(Bacaan Injil Misa
Kudus, HARI MINGGU BIASA XXVII [Tahun C] – 6 OKTOBER 2013)
Lalu kata rasul-rasul itu kepada Tuhan, “Tambahkanlah iman kami!”
Jawab Tuhan, “Sekiranya kamu mempunyai iman sekecil biji sesawi saja, kamu
dapat berkata kepada pohon ara ini: Tercabutlah engkau dan tertanamlah di dalam
laut, dan ia akan taat kepadamu.”
“Siapa di antara
kamu yang mempunyai seorang hamba yang membajak tanah atau menggembalakan
ternak akan berkata kepada hamba itu, setelah ia pulang dari ladang: Mari
segera makan! Bukankah sebaliknya ia akan berkata kepda hamba itu: Sediakanlah
makananku. Ikatlah pinggangmu dan layanilah aku sampai selesai aku makan dan
minum. Sesudah itu engkau boleh makan dan minum. Apakah ia berterima kasih
kepada hamba itu, karena hamba itu telah melakukan apa yang ditugaskan
kepadanya? Demikian jugalah kamu. Apabila kamu telah melakukan segala sesuatu
yang ditugaskan kepadamu, hendaklah kamu berkata; Kami hamba-hamba yang tidak
berguna; kami hanya melakukan apa yang harus kami lakukan.” (Luk 17:5-10)
Bacaan Pertama:
Hab: 1:2-3; 2;2-4; Mzm 95:1-2, 6-9; Bacaan Kedua: 2Tim 1:6-8, 13-14
Menurut Yesus, iman
– betapa pun kecilnya – adalah kunci yang membuka kuasa dari surga. Kuasa ini,
tentunya, bukanlah suatu kekuatan yang dapat kita manipulasikan seturut
keinginan atau kesukaan kita sendiri. Itulah sebabnya mengapa Yesus
menggambarkan hati dari orang-orang yang mengenal dan mengasihi Bapa-Nya:
Mereka memandang diri mereka sendiri sebagai “hamba-hamba yang tidak berguna”
(Luk 17:10).
Ide sebagai
“hamba-hamba yang tidak berguna” pada awalnya tentu terasa keras. Apakah Yesus
benar-benar menginginkan kita untuk merasa tidak berguna, tidak berarti? Bukan
begitu! Allah menciptakan kita dalam kasih, dan Ia sendiri melihat kita
“sungguh amat baik” (Kej 1:31). Yesus memberikan perumpamaan ini sebagai potret
seorang hamba yang begitu berdedikasi kepada tuannya dan mencintai tuannya itu
dengan mendalam, sehingga dia melayani dan sungguh menghormatinya. Hamba ini
tidak puas dengan hanya melakukan “persyaratan minimum” tugas pekerjaannya,
tetapi dia ikhlas untuk membuang segalanya demi menyenangkan tuannya.

Daftar yang Diberikan >>
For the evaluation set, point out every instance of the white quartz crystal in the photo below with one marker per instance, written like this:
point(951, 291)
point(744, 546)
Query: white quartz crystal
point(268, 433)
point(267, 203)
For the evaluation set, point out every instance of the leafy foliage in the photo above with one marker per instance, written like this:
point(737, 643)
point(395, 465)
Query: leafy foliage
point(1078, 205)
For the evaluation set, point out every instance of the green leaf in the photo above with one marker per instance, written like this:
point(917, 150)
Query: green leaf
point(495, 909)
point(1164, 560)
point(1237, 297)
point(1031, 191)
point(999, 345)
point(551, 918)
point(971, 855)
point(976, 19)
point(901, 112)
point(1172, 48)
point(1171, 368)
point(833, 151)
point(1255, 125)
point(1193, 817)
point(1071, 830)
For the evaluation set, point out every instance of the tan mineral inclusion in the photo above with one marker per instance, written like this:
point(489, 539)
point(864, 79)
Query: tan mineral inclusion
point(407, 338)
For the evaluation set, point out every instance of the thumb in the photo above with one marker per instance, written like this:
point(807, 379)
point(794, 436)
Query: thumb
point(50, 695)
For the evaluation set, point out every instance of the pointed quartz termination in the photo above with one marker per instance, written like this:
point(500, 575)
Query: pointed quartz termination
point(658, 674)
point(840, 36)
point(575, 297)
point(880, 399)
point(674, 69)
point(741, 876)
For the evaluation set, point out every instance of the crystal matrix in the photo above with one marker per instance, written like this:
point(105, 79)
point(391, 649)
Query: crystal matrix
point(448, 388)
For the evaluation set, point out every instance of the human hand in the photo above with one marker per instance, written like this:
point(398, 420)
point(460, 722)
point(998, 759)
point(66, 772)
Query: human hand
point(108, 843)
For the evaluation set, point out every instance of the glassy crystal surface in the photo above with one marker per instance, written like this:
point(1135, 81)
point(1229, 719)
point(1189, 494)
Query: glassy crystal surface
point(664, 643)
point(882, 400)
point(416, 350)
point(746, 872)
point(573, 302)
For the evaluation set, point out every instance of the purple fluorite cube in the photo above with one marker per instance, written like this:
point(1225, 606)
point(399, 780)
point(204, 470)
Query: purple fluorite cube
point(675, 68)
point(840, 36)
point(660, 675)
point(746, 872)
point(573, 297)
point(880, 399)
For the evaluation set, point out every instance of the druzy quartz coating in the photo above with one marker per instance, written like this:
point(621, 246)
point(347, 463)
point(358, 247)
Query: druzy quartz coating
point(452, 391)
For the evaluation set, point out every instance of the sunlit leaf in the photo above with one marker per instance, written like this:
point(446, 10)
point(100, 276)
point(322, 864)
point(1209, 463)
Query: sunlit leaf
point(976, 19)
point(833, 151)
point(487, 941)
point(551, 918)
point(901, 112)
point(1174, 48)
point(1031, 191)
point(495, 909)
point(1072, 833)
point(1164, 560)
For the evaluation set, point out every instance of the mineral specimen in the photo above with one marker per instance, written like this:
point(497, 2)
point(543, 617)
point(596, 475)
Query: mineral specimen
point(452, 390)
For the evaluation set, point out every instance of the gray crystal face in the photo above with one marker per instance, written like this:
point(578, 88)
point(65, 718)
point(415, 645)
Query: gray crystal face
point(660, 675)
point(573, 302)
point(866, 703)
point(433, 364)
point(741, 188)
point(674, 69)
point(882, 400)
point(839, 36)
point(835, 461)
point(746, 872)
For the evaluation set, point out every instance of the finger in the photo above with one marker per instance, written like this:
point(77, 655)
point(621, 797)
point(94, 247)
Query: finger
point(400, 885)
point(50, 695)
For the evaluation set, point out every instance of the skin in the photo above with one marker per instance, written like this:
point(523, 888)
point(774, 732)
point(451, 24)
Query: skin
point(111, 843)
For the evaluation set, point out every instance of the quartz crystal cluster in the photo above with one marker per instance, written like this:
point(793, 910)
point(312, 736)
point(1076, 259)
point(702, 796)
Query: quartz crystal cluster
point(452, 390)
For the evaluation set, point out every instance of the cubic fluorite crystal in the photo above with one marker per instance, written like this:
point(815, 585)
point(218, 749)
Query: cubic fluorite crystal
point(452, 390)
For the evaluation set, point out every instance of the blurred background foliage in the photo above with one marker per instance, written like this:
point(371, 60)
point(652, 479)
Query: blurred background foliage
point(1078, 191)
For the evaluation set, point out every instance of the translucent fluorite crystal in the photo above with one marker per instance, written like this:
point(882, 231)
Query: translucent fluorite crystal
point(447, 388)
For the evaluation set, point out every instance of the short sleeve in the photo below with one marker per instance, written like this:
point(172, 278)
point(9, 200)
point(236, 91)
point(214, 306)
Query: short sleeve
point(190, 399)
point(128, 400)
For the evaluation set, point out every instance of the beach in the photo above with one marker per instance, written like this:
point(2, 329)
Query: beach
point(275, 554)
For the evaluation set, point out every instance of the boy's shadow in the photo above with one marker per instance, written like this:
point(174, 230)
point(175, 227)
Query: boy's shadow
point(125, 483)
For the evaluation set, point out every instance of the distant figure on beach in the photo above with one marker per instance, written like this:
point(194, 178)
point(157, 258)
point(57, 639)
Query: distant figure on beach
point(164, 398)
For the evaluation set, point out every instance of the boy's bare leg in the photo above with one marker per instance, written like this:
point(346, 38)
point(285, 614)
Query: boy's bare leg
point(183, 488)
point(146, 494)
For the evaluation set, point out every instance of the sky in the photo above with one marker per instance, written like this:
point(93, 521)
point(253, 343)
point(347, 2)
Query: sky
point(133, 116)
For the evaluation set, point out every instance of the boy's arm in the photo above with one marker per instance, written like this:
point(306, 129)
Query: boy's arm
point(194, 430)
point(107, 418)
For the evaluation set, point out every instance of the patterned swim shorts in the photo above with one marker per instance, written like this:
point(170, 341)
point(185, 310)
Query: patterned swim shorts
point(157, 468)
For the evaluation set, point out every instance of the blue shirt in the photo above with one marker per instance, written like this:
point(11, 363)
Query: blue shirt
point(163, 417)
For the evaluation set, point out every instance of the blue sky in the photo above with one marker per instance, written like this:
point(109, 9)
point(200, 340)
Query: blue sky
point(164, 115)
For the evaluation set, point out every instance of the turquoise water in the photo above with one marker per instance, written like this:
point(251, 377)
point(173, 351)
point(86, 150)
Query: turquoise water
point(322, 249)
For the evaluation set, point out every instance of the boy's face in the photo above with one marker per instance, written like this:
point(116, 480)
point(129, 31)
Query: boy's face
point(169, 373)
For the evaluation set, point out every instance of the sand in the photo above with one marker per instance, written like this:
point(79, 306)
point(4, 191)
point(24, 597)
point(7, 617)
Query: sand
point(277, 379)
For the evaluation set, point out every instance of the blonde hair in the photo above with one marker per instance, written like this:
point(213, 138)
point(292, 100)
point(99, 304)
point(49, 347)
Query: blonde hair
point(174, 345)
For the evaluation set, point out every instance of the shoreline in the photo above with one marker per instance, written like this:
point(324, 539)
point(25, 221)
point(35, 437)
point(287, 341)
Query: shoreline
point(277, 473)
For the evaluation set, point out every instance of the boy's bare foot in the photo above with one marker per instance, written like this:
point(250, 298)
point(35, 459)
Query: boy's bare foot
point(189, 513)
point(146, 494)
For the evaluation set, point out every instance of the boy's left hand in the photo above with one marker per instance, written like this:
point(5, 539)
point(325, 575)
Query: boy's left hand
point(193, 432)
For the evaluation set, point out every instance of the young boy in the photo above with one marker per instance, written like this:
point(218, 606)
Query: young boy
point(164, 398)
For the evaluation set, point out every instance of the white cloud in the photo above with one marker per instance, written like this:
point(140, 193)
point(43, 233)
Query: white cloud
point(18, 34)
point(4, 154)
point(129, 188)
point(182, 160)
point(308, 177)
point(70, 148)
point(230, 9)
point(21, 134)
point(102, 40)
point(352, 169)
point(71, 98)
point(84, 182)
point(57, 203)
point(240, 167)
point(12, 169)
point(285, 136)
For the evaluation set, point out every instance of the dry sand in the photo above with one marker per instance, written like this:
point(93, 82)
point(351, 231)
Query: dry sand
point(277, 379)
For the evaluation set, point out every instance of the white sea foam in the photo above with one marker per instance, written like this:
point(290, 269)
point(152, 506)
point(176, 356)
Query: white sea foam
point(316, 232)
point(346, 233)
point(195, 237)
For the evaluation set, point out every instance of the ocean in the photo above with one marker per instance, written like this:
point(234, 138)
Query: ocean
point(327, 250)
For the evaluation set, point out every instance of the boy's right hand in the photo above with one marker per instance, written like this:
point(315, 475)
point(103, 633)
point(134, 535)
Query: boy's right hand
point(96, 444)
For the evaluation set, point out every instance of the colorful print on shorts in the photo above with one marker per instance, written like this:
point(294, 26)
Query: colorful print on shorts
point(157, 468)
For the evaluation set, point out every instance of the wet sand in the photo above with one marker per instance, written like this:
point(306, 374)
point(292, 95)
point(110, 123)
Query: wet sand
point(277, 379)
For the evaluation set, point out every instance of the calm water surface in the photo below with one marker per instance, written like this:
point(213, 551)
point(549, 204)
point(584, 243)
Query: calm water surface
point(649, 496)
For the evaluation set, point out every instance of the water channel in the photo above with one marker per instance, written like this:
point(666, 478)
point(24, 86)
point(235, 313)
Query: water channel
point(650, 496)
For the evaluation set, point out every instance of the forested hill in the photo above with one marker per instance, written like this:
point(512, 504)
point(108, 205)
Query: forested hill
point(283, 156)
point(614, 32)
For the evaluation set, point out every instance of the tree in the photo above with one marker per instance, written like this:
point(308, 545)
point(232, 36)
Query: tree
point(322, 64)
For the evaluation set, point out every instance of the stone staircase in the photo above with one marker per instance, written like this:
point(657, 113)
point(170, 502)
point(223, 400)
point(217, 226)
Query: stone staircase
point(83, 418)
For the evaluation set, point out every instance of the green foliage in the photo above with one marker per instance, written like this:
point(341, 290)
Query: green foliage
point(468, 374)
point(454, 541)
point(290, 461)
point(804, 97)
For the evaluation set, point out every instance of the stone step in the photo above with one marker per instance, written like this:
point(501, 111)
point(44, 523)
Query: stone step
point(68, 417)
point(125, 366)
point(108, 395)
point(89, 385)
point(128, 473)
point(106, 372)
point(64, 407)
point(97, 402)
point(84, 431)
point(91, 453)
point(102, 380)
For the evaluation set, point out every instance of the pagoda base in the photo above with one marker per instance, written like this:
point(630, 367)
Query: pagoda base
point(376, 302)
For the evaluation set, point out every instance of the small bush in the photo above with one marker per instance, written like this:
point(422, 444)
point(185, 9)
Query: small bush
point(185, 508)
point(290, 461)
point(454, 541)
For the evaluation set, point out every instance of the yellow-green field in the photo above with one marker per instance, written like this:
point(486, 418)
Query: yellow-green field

Tujuan 1 >> Salin bagian kutipan yang diawali "Ide sebagai" dan terus sampai "demi menyenangkan tuannya." tanpa mengubah satu huruf pun.
Tujuan 2 >> Dari daftar di atas, ulangi tanpa perubahan baris-baris yang dimulai dengan baris berisi "For the evaluation set, point out every instance of the blurred" dan terus sampai baris berisi "point(133, 116)", kedua baris itu ikut disertakan.

Hasil Tugas 1 >>
Ide sebagai
“hamba-hamba yang tidak berguna” pada awalnya tentu terasa keras. Apakah Yesus
benar-benar menginginkan kita untuk merasa tidak berguna, tidak berarti? Bukan
begitu! Allah menciptakan kita dalam kasih, dan Ia sendiri melihat kita
“sungguh amat baik” (Kej 1:31). Yesus memberikan perumpamaan ini sebagai potret
seorang hamba yang begitu berdedikasi kepada tuannya dan mencintai tuannya itu
dengan mendalam, sehingga dia melayani dan sungguh menghormatinya. Hamba ini
tidak puas dengan hanya melakukan “persyaratan minimum” tugas pekerjaannya,
tetapi dia ikhlas untuk membuang segalanya demi menyenangkan tuannya.

Hasil Tugas 2 >>
For the evaluation set, point out every instance of the blurred background foliage in the photo above with one marker per instance, written like this:
point(371, 60)
point(652, 479)
Query: blurred background foliage
point(1078, 191)
For the evaluation set, point out every instance of the translucent fluorite crystal in the photo above with one marker per instance, written like this:
point(882, 231)
Query: translucent fluorite crystal
point(447, 388)
For the evaluation set, point out every instance of the short sleeve in the photo below with one marker per instance, written like this:
point(172, 278)
point(9, 200)
point(236, 91)
point(214, 306)
Query: short sleeve
point(190, 399)
point(128, 400)
For the evaluation set, point out every instance of the beach in the photo above with one marker per instance, written like this:
point(2, 329)
Query: beach
point(275, 554)
For the evaluation set, point out every instance of the boy's shadow in the photo above with one marker per instance, written like this:
point(174, 230)
point(175, 227)
Query: boy's shadow
point(125, 483)
For the evaluation set, point out every instance of the distant figure on beach in the photo above with one marker per instance, written like this:
point(194, 178)
point(157, 258)
point(57, 639)
Query: distant figure on beach
point(164, 398)
For the evaluation set, point out every instance of the boy's bare leg in the photo above with one marker per instance, written like this:
point(346, 38)
point(285, 614)
Query: boy's bare leg
point(183, 488)
point(146, 494)
For the evaluation set, point out every instance of the sky in the photo above with one marker per instance, written like this:
point(93, 521)
point(253, 343)
point(347, 2)
Query: sky
point(133, 116)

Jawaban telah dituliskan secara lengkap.